What you should do: Starting with the line that contains "surface using the picture above.", copy every line through the end of the data below, exactly and with nothing added.

The input:
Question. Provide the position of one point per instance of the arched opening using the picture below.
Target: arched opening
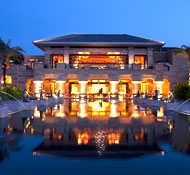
(148, 85)
(8, 80)
(97, 88)
(30, 86)
(166, 88)
(125, 88)
(49, 85)
(72, 88)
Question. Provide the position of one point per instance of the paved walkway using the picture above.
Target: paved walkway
(13, 105)
(183, 108)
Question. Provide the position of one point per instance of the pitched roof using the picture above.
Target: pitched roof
(97, 39)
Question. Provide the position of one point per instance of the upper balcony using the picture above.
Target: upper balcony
(98, 68)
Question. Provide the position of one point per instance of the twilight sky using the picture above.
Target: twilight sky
(24, 21)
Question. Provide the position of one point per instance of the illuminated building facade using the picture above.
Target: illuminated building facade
(103, 65)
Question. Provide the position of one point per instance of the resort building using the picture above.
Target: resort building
(100, 65)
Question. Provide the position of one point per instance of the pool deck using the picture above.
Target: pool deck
(15, 106)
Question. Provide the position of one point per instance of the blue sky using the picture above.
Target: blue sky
(24, 21)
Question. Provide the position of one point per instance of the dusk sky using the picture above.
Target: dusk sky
(24, 21)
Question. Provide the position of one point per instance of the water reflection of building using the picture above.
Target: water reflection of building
(181, 134)
(101, 127)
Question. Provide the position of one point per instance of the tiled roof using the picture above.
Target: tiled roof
(98, 38)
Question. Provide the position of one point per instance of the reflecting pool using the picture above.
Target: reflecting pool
(95, 137)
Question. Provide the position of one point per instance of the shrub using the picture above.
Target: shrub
(13, 91)
(182, 91)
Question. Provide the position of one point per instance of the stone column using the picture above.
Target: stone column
(66, 55)
(60, 86)
(114, 87)
(136, 86)
(150, 57)
(131, 55)
(47, 56)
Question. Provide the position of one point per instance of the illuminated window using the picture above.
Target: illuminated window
(140, 60)
(56, 59)
(8, 79)
(113, 138)
(83, 138)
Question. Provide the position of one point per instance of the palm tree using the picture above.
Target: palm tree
(184, 51)
(9, 55)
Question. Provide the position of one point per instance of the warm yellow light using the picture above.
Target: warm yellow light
(83, 109)
(86, 53)
(136, 82)
(36, 112)
(113, 53)
(83, 87)
(113, 109)
(113, 138)
(83, 138)
(60, 81)
(8, 79)
(114, 87)
(38, 85)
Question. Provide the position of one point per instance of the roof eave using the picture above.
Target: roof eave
(41, 45)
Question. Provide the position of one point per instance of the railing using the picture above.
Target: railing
(100, 66)
(158, 67)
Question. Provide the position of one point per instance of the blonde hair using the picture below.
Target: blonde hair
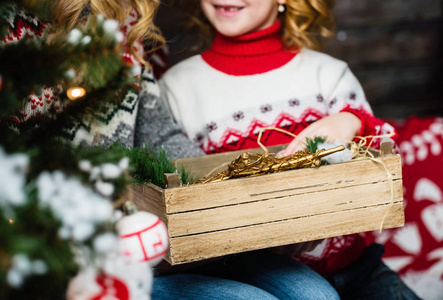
(67, 13)
(305, 23)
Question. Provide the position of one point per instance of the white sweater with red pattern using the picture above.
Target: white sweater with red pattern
(224, 96)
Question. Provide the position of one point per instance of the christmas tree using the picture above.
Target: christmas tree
(56, 198)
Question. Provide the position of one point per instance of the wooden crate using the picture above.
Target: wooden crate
(244, 214)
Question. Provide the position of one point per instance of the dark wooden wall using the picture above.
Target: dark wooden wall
(394, 47)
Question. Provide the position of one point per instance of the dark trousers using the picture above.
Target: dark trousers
(370, 279)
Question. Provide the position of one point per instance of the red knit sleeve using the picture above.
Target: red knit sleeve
(372, 126)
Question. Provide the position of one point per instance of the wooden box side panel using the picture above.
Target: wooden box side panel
(202, 246)
(284, 208)
(301, 181)
(150, 198)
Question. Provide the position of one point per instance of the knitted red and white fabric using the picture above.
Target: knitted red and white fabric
(224, 97)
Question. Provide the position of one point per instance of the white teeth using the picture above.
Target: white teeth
(231, 8)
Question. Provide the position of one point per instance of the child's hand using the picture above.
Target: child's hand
(296, 250)
(341, 127)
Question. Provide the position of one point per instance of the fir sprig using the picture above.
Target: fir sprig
(149, 165)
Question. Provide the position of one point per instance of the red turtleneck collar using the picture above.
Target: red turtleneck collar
(253, 53)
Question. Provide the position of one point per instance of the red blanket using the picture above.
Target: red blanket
(416, 250)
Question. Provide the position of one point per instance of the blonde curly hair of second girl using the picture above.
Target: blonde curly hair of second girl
(306, 23)
(66, 14)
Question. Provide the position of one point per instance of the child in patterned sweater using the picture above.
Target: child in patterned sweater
(263, 70)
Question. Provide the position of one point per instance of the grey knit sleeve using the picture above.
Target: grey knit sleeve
(155, 126)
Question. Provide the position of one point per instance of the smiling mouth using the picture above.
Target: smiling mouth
(227, 8)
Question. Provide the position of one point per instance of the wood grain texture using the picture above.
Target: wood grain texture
(198, 247)
(282, 208)
(282, 184)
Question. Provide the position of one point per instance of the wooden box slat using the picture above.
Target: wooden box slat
(244, 214)
(299, 181)
(198, 247)
(277, 209)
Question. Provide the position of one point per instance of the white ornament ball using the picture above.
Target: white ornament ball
(143, 237)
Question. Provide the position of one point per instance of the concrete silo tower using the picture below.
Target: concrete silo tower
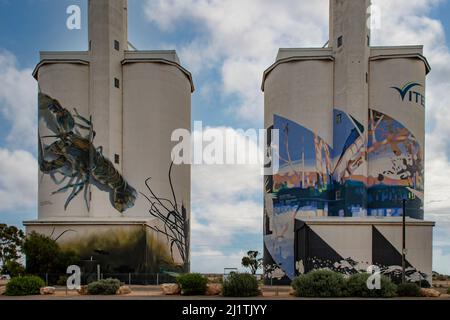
(107, 186)
(351, 125)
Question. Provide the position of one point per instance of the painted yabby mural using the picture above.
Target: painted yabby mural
(362, 174)
(72, 157)
(396, 168)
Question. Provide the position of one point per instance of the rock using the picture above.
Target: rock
(429, 293)
(48, 290)
(213, 289)
(82, 290)
(170, 288)
(124, 290)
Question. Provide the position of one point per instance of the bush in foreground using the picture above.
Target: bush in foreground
(319, 283)
(240, 285)
(356, 286)
(104, 287)
(192, 284)
(408, 290)
(23, 286)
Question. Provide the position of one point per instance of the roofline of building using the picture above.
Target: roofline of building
(52, 61)
(403, 56)
(327, 57)
(86, 221)
(165, 61)
(393, 221)
(82, 57)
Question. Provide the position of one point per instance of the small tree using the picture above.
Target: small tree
(11, 239)
(252, 261)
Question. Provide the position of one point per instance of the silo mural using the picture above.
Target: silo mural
(396, 168)
(72, 156)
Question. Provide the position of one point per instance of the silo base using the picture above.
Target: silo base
(350, 245)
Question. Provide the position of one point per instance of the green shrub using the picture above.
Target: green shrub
(104, 287)
(319, 283)
(192, 284)
(240, 285)
(356, 286)
(408, 290)
(62, 281)
(23, 286)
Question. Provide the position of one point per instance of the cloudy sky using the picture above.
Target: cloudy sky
(226, 44)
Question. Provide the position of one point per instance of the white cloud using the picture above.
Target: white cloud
(18, 102)
(214, 261)
(241, 39)
(18, 167)
(412, 25)
(18, 183)
(441, 261)
(226, 204)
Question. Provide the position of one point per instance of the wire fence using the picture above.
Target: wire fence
(60, 279)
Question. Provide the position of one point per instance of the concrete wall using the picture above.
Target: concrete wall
(69, 84)
(157, 100)
(302, 91)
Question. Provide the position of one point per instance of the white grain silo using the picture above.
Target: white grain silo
(351, 149)
(105, 123)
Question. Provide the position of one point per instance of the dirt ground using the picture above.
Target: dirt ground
(154, 292)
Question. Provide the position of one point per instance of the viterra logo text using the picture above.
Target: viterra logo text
(413, 96)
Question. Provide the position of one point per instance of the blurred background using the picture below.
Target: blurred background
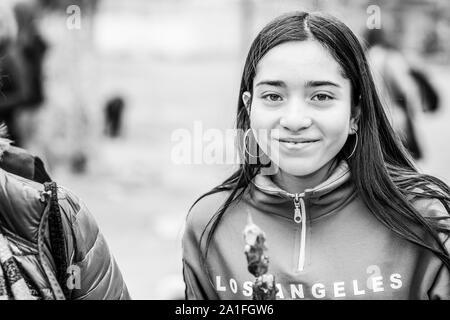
(114, 79)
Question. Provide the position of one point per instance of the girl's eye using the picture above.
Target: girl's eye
(322, 97)
(272, 97)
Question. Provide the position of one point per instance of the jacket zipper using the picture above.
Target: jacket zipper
(300, 217)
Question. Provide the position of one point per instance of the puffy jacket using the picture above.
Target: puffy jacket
(331, 247)
(24, 211)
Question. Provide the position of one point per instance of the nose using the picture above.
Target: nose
(295, 117)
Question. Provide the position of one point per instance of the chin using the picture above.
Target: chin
(298, 167)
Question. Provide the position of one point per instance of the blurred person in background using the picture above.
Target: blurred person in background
(22, 76)
(114, 116)
(392, 74)
(50, 244)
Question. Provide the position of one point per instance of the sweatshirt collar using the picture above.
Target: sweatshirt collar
(325, 198)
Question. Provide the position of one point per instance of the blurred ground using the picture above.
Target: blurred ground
(136, 193)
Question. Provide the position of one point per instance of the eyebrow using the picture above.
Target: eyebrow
(274, 83)
(308, 84)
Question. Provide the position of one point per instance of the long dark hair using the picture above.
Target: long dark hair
(383, 172)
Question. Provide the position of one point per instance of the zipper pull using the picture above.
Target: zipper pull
(297, 211)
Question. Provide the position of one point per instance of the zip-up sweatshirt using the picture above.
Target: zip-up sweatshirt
(323, 243)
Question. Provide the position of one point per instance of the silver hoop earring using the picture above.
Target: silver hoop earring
(354, 148)
(245, 145)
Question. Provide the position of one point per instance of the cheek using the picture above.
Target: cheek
(261, 118)
(262, 122)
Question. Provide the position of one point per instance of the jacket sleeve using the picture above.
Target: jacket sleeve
(197, 282)
(97, 274)
(440, 290)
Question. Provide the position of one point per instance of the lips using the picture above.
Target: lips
(297, 143)
(296, 140)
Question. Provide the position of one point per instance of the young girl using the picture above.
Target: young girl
(346, 214)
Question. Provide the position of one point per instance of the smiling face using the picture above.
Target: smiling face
(300, 108)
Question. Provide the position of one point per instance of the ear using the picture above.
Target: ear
(354, 120)
(246, 98)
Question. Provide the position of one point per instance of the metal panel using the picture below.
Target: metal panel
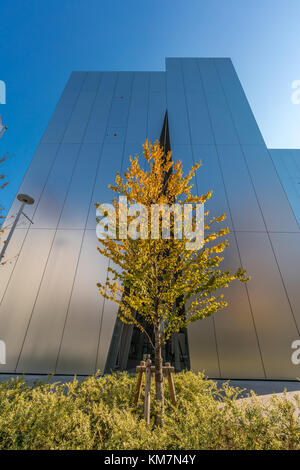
(138, 113)
(287, 251)
(21, 293)
(123, 88)
(202, 347)
(288, 170)
(275, 206)
(110, 163)
(157, 110)
(80, 117)
(63, 111)
(235, 329)
(97, 124)
(35, 179)
(75, 211)
(11, 255)
(157, 82)
(107, 327)
(242, 115)
(92, 81)
(51, 203)
(209, 177)
(41, 345)
(176, 104)
(130, 150)
(221, 120)
(200, 126)
(276, 328)
(243, 204)
(157, 105)
(78, 352)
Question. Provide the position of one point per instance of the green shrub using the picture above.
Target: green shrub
(98, 413)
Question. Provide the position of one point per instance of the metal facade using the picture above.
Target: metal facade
(52, 317)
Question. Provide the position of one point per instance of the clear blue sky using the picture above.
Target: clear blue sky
(42, 41)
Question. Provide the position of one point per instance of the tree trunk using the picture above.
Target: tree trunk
(158, 378)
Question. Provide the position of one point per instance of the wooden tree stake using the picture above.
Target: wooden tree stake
(139, 384)
(147, 392)
(168, 369)
(147, 368)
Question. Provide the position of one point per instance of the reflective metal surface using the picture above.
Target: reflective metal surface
(52, 316)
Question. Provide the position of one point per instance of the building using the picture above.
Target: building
(52, 317)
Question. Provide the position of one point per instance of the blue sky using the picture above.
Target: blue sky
(42, 41)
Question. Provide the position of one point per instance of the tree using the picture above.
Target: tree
(157, 281)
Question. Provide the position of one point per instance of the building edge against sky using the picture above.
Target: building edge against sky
(52, 317)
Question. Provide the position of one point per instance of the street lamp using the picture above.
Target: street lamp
(24, 199)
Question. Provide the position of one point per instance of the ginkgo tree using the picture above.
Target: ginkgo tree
(156, 280)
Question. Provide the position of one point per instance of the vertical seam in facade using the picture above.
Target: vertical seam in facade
(258, 203)
(83, 229)
(257, 199)
(213, 134)
(234, 232)
(125, 134)
(54, 230)
(101, 309)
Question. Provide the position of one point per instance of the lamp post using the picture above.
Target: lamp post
(24, 199)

Solution for this exercise:
Question. Provide the position of one point per instance of the reflective metal surface using the picture above.
Target: reflective metal surface
(52, 316)
Question. Provide the position of one point per instance of the building using the picture above.
Target: building
(52, 317)
Question. Provide the position of one point per instance of the blue sky using the picture above.
Target: blue sky
(42, 41)
Question. Provide the position of one point per instance of the tree using the picture above.
Target: tree
(157, 281)
Question. Provide the position of one point per instance of the building edge against sky using the picture above.
Target: building edge against sky
(52, 317)
Question. Provide the position of one point per instance of the street lamp using the picture above.
Target: street lamp
(24, 199)
Question. Provide the position of one point per instance of the ginkgo tree using the picture above.
Target: ginkgo tree
(156, 280)
Question. Provide the position of one point per instance of the vertical seam in facade using the picture above.
Target: vertical seam in facade
(258, 203)
(83, 229)
(257, 199)
(213, 134)
(234, 232)
(125, 134)
(54, 230)
(101, 309)
Question. Provide the position of one point per instance of the lamp post using the picture above.
Target: lamp post
(24, 199)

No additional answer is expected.